>> start

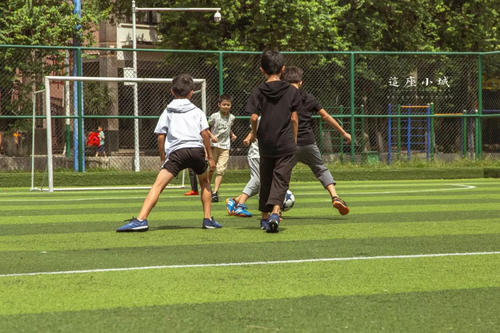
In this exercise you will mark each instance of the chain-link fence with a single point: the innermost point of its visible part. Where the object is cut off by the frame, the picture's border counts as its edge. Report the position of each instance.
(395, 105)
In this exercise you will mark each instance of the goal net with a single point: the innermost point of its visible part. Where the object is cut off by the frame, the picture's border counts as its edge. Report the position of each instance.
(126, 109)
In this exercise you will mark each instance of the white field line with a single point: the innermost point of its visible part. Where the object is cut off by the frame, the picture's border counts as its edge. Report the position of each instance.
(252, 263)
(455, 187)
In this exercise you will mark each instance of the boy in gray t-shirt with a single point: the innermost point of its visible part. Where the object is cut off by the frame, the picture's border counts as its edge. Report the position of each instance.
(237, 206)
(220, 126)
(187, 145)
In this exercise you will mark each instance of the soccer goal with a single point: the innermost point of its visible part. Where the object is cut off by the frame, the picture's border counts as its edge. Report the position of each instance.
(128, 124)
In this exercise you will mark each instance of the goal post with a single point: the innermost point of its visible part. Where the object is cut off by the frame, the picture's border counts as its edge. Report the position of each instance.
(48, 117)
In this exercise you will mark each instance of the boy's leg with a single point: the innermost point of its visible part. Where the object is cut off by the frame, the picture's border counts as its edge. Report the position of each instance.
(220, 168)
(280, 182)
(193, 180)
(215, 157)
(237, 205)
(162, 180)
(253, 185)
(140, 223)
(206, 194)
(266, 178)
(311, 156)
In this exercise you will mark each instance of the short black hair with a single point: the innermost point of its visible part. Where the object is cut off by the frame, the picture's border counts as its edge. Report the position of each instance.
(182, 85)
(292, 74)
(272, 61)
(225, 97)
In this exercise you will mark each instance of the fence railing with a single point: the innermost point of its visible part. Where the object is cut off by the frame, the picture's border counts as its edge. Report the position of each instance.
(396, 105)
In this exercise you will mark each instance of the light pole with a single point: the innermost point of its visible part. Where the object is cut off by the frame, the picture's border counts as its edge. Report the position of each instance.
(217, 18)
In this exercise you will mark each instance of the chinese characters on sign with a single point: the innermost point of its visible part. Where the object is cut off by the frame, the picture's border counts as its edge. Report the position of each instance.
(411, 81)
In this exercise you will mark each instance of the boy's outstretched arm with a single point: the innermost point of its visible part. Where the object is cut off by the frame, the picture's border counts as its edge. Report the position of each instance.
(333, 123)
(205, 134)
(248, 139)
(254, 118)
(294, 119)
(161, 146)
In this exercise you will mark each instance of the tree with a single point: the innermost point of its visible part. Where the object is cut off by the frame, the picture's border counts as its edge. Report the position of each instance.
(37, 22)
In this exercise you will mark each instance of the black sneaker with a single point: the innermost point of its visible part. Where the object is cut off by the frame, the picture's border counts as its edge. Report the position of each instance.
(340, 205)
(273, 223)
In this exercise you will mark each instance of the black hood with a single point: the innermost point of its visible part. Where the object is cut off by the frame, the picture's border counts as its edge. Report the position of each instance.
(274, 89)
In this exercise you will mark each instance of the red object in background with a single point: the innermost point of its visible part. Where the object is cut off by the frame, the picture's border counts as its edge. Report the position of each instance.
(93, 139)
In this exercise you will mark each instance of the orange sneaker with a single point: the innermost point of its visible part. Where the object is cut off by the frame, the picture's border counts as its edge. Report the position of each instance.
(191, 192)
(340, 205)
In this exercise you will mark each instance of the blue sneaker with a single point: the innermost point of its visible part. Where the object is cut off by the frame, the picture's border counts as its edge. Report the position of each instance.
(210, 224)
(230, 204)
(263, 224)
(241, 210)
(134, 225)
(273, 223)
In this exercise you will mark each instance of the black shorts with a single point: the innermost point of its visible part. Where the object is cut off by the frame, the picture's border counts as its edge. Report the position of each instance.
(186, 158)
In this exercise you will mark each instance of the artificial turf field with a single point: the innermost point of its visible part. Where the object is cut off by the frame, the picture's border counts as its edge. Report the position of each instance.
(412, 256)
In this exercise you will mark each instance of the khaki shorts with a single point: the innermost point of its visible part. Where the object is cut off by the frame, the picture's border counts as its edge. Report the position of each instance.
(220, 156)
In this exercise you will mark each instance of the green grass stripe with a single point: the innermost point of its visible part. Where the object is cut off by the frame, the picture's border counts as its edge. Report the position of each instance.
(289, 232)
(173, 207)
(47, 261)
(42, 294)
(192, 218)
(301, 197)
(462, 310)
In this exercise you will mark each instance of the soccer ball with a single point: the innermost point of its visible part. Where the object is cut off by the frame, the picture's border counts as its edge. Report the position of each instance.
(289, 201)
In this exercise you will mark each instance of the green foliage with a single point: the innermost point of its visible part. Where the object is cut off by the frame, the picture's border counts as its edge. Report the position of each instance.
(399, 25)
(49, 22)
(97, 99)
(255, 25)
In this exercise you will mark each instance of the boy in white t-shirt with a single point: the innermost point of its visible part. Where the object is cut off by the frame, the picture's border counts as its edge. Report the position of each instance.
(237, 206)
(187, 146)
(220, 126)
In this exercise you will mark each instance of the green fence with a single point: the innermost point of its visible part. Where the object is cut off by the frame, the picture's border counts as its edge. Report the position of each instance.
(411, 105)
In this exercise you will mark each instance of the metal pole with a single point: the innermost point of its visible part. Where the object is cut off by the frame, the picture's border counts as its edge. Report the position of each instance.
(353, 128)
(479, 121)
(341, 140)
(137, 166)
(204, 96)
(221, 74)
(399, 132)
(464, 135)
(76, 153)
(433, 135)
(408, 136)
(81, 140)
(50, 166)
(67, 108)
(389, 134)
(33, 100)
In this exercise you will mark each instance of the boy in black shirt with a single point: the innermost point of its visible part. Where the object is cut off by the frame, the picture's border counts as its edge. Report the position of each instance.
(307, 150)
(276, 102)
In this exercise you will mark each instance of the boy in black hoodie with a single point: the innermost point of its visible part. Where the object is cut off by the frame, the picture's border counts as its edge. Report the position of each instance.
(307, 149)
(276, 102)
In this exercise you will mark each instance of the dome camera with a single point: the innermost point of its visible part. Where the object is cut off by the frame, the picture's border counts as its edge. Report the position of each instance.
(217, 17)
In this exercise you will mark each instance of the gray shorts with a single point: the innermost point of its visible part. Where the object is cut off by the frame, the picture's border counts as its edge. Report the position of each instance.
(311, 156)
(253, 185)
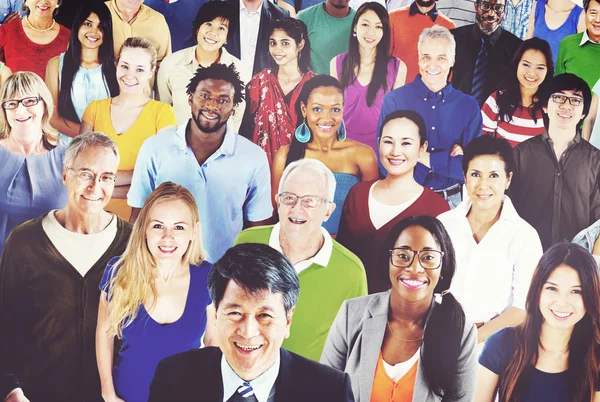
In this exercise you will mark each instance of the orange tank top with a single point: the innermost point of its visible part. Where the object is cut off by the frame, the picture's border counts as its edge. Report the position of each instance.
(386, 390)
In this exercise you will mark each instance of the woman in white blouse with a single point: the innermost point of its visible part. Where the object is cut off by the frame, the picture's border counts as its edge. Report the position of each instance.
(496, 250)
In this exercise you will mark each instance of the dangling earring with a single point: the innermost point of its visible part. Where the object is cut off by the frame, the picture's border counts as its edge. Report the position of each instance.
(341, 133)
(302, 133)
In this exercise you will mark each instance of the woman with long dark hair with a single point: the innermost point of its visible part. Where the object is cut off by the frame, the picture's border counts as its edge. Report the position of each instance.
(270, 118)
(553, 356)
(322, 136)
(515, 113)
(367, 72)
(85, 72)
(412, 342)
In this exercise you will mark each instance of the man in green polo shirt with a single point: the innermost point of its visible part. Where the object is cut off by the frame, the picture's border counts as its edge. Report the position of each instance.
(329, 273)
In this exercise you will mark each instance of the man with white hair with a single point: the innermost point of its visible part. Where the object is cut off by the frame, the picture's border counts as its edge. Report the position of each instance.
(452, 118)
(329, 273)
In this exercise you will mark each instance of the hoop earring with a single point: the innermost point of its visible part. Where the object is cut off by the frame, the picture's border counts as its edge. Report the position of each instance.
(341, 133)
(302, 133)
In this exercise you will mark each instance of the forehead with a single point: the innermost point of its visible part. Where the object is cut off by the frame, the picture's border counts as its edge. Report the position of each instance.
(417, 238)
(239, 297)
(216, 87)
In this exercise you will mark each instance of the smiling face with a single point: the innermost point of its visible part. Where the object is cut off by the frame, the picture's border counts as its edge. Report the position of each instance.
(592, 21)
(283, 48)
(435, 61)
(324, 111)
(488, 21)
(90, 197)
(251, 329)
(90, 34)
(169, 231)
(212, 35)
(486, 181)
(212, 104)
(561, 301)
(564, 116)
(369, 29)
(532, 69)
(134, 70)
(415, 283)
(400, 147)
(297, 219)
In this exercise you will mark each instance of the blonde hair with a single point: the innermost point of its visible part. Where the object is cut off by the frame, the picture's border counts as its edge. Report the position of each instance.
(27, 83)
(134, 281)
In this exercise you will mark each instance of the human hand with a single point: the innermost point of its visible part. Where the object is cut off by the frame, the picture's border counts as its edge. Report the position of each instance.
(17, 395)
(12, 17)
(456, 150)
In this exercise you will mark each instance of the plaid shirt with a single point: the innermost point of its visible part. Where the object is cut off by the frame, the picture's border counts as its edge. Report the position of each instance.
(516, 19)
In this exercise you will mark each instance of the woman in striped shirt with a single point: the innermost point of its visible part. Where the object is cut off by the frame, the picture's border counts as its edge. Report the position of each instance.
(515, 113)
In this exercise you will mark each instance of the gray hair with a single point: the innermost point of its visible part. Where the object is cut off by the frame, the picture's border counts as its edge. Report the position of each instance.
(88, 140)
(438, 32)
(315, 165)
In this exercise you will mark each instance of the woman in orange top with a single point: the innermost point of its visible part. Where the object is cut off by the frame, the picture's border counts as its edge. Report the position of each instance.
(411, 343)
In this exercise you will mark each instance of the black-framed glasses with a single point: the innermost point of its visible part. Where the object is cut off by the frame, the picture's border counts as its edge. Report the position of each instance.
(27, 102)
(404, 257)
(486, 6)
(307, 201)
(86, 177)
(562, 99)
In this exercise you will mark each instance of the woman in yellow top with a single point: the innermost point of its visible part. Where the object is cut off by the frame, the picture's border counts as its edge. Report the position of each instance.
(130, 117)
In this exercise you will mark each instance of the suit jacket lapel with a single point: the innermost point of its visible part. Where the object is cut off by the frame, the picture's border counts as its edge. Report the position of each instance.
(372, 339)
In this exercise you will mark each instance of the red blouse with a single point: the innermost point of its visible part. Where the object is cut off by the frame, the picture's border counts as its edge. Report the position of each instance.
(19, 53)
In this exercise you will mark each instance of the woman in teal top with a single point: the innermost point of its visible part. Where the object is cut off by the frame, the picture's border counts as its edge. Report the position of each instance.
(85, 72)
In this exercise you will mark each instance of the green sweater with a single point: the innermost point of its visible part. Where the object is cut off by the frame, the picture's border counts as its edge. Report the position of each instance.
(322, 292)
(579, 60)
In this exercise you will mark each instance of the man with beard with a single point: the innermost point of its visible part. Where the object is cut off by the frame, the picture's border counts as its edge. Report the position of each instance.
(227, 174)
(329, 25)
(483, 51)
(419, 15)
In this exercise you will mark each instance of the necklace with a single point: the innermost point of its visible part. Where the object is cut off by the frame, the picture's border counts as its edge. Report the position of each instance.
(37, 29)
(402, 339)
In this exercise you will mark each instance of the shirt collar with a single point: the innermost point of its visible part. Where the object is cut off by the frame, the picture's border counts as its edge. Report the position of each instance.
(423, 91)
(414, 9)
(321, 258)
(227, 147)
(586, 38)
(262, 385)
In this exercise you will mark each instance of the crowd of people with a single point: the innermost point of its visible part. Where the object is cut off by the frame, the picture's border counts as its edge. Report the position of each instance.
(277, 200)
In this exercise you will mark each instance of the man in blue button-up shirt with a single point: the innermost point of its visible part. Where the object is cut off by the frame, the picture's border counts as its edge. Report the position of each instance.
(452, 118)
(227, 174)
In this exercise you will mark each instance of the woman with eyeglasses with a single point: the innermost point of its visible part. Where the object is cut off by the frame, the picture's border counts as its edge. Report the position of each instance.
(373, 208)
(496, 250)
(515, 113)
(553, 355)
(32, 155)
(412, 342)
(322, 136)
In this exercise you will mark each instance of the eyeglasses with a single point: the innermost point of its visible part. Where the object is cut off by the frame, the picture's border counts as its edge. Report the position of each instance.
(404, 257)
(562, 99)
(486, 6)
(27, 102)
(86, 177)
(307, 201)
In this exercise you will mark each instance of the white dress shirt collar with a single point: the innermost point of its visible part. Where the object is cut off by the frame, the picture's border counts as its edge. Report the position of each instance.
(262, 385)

>> end

* **SHORT TASK**
Write out exactly the lines of the entries above that run from the line containing "In this exercise you will mark each instance of the crowd" through the last line, including both.

* **EXERCISE OUTPUT**
In this exercise you will mark each instance of the crowd of people with a single point: the innermost point of its visible part. Where the object is cut off by the frame, the picture's border counts as its edge. Report the position of each instance.
(277, 200)
In this exercise you will mark each instance of the man in blue button-up shirt with a single point: the innermost point of its visible part. Where the object is cut off by the frame, the picture's border counts as its edge. Report the position of each instance.
(452, 118)
(227, 174)
In this exercise you will mark each instance of the woman with eyeglasses with a single point: the innermost point of its visible part. Where the object is cut off by the frame, the picture's border counts as its edge. Report the position of each instance.
(373, 208)
(496, 250)
(515, 113)
(553, 355)
(32, 155)
(412, 342)
(322, 136)
In this exercise you will mark each instance of the eyeglasses with a single point: the innermost point of its visible part. Where the object is cut off by the frame, the picture's border counts as its edge. Report the position of each instance.
(404, 257)
(562, 99)
(486, 6)
(27, 102)
(86, 177)
(307, 201)
In this exercise you will mark each instance of the white dress shirt collar with a single point: the innermost point of its visible part. Where the object is cut off by the frame, the picture's border counts as its edge. Report the position of each instance.
(262, 385)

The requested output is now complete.